Raw records:
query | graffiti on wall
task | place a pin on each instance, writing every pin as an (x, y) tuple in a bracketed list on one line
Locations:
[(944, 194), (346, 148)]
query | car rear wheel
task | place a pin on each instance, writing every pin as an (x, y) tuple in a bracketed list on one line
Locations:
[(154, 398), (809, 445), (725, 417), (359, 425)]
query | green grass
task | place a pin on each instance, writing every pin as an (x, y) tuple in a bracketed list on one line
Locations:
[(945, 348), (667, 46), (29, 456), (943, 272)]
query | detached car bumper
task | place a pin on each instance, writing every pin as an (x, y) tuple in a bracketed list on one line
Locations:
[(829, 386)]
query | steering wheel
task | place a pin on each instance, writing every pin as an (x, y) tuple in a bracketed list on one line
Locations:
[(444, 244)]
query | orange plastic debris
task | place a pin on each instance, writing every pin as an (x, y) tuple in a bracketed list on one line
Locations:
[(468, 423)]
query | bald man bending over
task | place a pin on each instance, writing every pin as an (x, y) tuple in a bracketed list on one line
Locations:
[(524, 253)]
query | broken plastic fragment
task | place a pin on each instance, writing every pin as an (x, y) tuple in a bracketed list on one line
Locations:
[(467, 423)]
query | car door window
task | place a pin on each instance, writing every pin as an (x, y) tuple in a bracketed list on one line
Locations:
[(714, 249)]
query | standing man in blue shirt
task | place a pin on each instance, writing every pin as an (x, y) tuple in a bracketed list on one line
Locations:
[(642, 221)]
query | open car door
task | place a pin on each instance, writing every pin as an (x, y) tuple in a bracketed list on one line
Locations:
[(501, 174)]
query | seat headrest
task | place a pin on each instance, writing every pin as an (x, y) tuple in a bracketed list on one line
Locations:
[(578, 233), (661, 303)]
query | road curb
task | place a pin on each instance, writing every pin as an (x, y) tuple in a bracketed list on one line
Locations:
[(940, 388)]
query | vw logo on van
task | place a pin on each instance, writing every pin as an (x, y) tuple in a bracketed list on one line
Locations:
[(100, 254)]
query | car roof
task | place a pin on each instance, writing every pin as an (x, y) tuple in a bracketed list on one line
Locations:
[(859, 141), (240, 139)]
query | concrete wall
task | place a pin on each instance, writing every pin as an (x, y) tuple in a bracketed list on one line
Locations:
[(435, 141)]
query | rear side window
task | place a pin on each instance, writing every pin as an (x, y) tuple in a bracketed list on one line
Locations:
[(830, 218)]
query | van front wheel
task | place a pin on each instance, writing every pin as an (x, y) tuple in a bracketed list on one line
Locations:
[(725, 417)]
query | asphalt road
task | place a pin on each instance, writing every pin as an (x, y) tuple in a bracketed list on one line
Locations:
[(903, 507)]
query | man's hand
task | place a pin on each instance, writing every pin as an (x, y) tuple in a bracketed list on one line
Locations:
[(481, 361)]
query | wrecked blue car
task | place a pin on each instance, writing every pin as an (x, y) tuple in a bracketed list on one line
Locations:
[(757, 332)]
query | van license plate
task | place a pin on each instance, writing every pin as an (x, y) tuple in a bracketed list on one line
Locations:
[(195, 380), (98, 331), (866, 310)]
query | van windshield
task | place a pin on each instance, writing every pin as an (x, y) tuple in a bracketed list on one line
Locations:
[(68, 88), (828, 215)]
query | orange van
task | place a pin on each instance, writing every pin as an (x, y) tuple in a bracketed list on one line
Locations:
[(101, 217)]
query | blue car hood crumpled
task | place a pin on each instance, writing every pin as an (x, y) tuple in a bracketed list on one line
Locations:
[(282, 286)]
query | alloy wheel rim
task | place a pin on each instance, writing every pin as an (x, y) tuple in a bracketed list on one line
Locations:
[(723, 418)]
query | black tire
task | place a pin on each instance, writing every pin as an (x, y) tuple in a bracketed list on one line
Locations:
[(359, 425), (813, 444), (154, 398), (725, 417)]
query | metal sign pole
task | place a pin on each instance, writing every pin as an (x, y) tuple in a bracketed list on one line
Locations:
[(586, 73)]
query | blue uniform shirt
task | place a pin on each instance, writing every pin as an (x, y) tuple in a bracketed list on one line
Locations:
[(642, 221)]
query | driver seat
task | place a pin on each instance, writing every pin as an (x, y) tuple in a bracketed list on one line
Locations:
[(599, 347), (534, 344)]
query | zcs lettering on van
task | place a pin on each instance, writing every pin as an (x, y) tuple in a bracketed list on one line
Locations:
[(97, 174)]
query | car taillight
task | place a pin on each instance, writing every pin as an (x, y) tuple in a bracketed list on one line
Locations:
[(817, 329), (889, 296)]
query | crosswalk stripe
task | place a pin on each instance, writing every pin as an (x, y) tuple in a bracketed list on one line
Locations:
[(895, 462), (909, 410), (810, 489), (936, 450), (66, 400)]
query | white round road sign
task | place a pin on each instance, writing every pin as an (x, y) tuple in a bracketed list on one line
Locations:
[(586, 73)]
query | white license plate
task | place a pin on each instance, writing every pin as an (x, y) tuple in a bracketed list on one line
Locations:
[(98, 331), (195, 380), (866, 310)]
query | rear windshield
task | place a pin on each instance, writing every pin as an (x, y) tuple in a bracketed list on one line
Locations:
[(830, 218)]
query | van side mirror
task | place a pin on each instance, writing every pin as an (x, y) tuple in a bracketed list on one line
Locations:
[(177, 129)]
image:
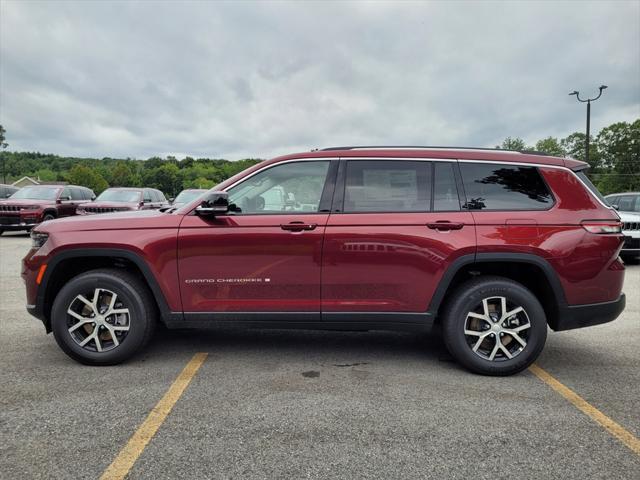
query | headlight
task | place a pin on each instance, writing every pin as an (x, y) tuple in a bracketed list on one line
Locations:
[(38, 239)]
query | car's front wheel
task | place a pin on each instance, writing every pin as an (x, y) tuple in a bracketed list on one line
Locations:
[(494, 326), (103, 317)]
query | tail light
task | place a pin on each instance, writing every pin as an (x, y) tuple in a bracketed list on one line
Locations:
[(600, 228)]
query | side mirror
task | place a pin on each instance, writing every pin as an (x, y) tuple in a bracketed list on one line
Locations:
[(214, 203)]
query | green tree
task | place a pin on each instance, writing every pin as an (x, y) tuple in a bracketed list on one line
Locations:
[(121, 175), (3, 145), (574, 147), (514, 143), (166, 178), (85, 176), (619, 147), (551, 146)]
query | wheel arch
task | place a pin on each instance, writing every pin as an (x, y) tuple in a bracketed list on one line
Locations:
[(66, 265), (532, 271)]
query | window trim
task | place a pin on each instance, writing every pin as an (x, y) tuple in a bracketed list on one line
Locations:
[(554, 202), (325, 195)]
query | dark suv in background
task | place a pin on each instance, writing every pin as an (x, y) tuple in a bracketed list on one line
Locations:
[(495, 246), (120, 199), (29, 206)]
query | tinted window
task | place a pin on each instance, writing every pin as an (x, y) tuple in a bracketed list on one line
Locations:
[(387, 186), (290, 187), (504, 187), (612, 200), (445, 192), (115, 195), (626, 203)]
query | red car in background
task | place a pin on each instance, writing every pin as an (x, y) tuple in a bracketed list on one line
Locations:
[(32, 205), (119, 199)]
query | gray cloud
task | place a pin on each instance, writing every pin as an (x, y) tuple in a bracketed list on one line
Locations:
[(258, 79)]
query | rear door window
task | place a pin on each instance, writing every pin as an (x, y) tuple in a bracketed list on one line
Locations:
[(490, 186), (626, 203), (387, 186), (445, 191)]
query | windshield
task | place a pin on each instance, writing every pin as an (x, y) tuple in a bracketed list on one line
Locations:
[(186, 196), (36, 193), (130, 196)]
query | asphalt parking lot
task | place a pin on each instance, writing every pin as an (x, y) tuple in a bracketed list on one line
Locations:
[(275, 404)]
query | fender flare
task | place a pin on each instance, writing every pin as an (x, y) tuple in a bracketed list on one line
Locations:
[(136, 259), (477, 259)]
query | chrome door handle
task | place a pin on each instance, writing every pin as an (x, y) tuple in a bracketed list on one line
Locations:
[(445, 225), (298, 226)]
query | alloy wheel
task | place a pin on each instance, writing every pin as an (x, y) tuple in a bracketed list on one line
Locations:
[(497, 329), (99, 324)]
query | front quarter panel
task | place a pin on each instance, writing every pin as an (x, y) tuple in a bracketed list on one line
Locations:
[(151, 238)]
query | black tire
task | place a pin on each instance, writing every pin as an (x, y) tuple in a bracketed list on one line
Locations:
[(134, 295), (469, 298)]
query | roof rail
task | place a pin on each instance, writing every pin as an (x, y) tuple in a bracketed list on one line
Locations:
[(418, 147)]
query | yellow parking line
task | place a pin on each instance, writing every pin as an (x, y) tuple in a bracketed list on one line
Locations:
[(615, 429), (120, 467)]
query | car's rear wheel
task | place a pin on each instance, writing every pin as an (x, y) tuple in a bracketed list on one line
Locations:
[(494, 326), (103, 317)]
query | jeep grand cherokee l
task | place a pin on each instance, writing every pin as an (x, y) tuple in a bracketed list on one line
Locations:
[(493, 245), (31, 205), (121, 199)]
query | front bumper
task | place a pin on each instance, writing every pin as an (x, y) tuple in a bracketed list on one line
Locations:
[(17, 226), (579, 316)]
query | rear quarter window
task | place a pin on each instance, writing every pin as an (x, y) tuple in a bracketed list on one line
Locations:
[(490, 186)]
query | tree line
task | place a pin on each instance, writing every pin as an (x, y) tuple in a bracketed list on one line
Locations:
[(614, 160)]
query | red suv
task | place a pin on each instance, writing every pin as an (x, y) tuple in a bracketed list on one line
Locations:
[(31, 205), (492, 245), (123, 199)]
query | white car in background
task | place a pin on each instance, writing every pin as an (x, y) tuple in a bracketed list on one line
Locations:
[(628, 206)]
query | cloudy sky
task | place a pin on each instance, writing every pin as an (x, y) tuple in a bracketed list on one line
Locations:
[(237, 79)]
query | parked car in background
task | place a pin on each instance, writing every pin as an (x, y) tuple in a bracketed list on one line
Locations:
[(34, 204), (495, 246), (187, 196), (628, 206), (7, 190), (120, 199)]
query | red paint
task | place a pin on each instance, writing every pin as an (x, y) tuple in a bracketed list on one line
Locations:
[(389, 262)]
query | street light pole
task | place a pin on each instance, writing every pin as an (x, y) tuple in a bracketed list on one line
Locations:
[(588, 102)]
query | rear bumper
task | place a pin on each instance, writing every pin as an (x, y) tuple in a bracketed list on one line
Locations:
[(579, 316)]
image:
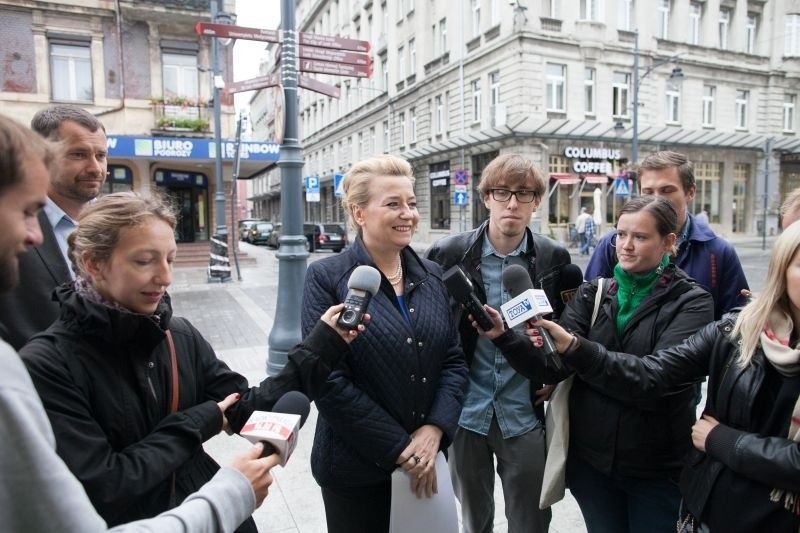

Goal of the exercise: Reproduce the material above word for word, starting with its first line and going on through the line that contains "[(154, 398), (809, 445), (725, 417), (359, 425)]".

Answer to this problem:
query | graffiti on wall
task | place a pin on each instance, writing every pin as an (x, y) tuple in a bracketed list on one line
Locations:
[(944, 194), (346, 148)]
query | car rear wheel
task | place a pin on each instance, writing every pin as an (x, y) tuple in a bracketed list on one line
Locations:
[(154, 398), (809, 445), (725, 417), (359, 425)]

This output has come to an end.